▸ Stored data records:

+ + +

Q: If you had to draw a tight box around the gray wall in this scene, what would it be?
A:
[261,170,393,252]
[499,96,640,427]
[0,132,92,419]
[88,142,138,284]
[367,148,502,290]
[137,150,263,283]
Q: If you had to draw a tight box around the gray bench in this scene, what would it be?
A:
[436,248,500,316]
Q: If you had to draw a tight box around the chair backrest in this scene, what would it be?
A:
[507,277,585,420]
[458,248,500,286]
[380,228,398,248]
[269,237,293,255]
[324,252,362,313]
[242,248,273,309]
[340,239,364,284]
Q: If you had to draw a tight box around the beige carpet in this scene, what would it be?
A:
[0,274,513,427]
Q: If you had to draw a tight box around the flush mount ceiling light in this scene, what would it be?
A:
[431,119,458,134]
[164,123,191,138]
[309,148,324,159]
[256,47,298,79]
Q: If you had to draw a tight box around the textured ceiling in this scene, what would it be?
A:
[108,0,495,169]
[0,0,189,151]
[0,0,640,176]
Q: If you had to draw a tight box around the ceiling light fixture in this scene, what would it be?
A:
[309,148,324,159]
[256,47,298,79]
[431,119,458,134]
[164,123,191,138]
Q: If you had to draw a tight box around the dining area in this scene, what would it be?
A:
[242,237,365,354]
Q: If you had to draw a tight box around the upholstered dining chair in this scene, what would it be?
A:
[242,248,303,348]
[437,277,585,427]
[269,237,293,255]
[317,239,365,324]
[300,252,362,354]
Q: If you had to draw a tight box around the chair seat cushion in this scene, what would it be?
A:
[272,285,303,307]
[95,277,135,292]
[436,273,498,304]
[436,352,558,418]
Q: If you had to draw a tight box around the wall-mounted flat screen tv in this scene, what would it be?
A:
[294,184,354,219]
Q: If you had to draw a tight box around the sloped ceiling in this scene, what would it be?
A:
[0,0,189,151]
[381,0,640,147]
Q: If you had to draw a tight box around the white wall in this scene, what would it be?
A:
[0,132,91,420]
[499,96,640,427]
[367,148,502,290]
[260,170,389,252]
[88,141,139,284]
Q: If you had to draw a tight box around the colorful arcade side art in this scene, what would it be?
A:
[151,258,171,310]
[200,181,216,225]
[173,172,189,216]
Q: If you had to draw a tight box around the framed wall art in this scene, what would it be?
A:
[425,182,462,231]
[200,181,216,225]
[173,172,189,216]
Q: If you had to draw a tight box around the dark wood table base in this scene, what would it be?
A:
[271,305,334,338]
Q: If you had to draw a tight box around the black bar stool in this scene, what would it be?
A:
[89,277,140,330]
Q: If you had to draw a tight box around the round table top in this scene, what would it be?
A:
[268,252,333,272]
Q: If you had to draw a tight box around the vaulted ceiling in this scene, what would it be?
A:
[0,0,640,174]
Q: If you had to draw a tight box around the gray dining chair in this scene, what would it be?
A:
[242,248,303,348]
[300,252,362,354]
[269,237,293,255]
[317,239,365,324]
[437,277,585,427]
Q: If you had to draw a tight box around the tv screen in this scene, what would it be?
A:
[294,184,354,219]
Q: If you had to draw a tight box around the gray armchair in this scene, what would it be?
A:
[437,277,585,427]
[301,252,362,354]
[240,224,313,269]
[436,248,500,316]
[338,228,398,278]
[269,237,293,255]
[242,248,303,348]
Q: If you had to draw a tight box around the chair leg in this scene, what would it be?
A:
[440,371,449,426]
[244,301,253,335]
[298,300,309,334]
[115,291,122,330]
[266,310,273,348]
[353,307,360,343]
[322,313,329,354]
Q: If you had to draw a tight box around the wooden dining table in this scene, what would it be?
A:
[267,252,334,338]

+ + +

▸ What to work on:
Repeat every one of the records above, line for line, without changing anything.

▸ Written reply:
Q: If you had to draw a tight box around the gray wall in this scene, what would it be?
A:
[261,170,393,252]
[499,96,640,427]
[0,132,92,419]
[88,142,138,284]
[367,148,502,290]
[137,150,263,283]
Q: If you had to draw a tight box around the gray bench in this scene, what would it be?
A:
[436,248,500,316]
Q: If you had to draw a tight box around the chair backrest in this scene, what would it be?
A:
[507,277,585,420]
[458,248,500,286]
[380,228,398,248]
[269,237,293,255]
[324,252,362,313]
[242,248,273,309]
[340,239,364,284]
Q: If you had to draw a tight box around the beige carpet in this scene, what would it be?
A:
[0,274,513,427]
Q: If you had to draw a tight box around the flush mount ceiling light in this scene, what would it be?
A:
[431,119,458,134]
[164,123,191,138]
[309,148,324,159]
[256,47,298,79]
Q: If you had to draw a tight box around the textured ceiling in this scene, what would it be?
A:
[108,0,495,169]
[0,0,189,151]
[0,0,640,176]
Q: If you had to draw a tight box around the ceiling light fixture in this scene, what would it be?
A:
[309,148,324,159]
[256,47,298,79]
[431,119,458,134]
[164,123,191,138]
Q: If you had to draw a tight box around the dining area in this scene, what would it be?
A:
[242,237,365,354]
Q: If you had to draw a tight box around the upholstered dining chair in this scene, what would it be?
A:
[242,248,303,348]
[437,277,585,427]
[269,237,293,255]
[317,239,365,324]
[300,252,362,354]
Q: If you had to draw a tight box around the chair seat cushion in this scene, what would it be?
A:
[272,285,303,307]
[95,277,135,292]
[436,273,498,304]
[436,352,558,418]
Q: If you had to draw a tight box around the wall-mounted flat screen tv in this scene, what would it be?
A:
[294,184,354,219]
Q: If you had to draw a tight box around the sloped ceiling in this scene, what would it be?
A:
[0,0,189,151]
[381,0,640,147]
Q: If you had to draw a tight box around the white wall in this scene, what would it be?
A:
[0,132,91,420]
[499,96,640,427]
[367,148,502,290]
[260,170,389,252]
[88,141,139,284]
Q: If you had to draw a tight box around the colorful arcade side art in this scene, what would it be?
A:
[151,258,171,310]
[200,181,216,225]
[173,172,189,216]
Q: If you had to draw a tight box around the framed wall art in this scene, what would it be?
A:
[425,182,462,231]
[200,181,216,225]
[173,172,189,216]
Q: If you had to draw a tight box around the dark wood table base in this scene, what would it be?
A:
[271,305,334,338]
Q: If you had to draw a tight box around the black bar stool in this scene, what would it be?
A:
[89,277,140,330]
Q: If you had to draw a tight box around the round table top in this scene, what would it be?
A:
[268,252,333,272]
Q: If you had to draw a tight box around the vaulted ceiling in this scene, what would it be?
A:
[0,0,640,174]
Q: If you had to draw a tight box around the gray dining chair in this scene, what would it be?
A:
[242,248,303,348]
[300,252,362,354]
[269,237,293,255]
[317,239,365,324]
[437,277,585,427]
Q: If you had to draw a tight box around the tv screen in this scene, what would it be?
A:
[294,184,354,219]
Q: If you had to draw a tight box around the gray armchair in this scene, what would it be?
A:
[437,277,585,427]
[301,252,362,354]
[240,224,313,269]
[436,248,500,316]
[338,228,398,278]
[269,237,293,255]
[242,248,303,348]
Q: If you had to draw a tight box around the chair leg in this scene, what would it be?
A:
[440,371,449,426]
[244,301,253,335]
[298,300,309,334]
[115,291,122,330]
[266,310,273,348]
[353,307,360,343]
[322,313,329,354]
Q: If you had to draw a tight box around the wooden dining table in this scene, what would it be?
A:
[267,252,334,338]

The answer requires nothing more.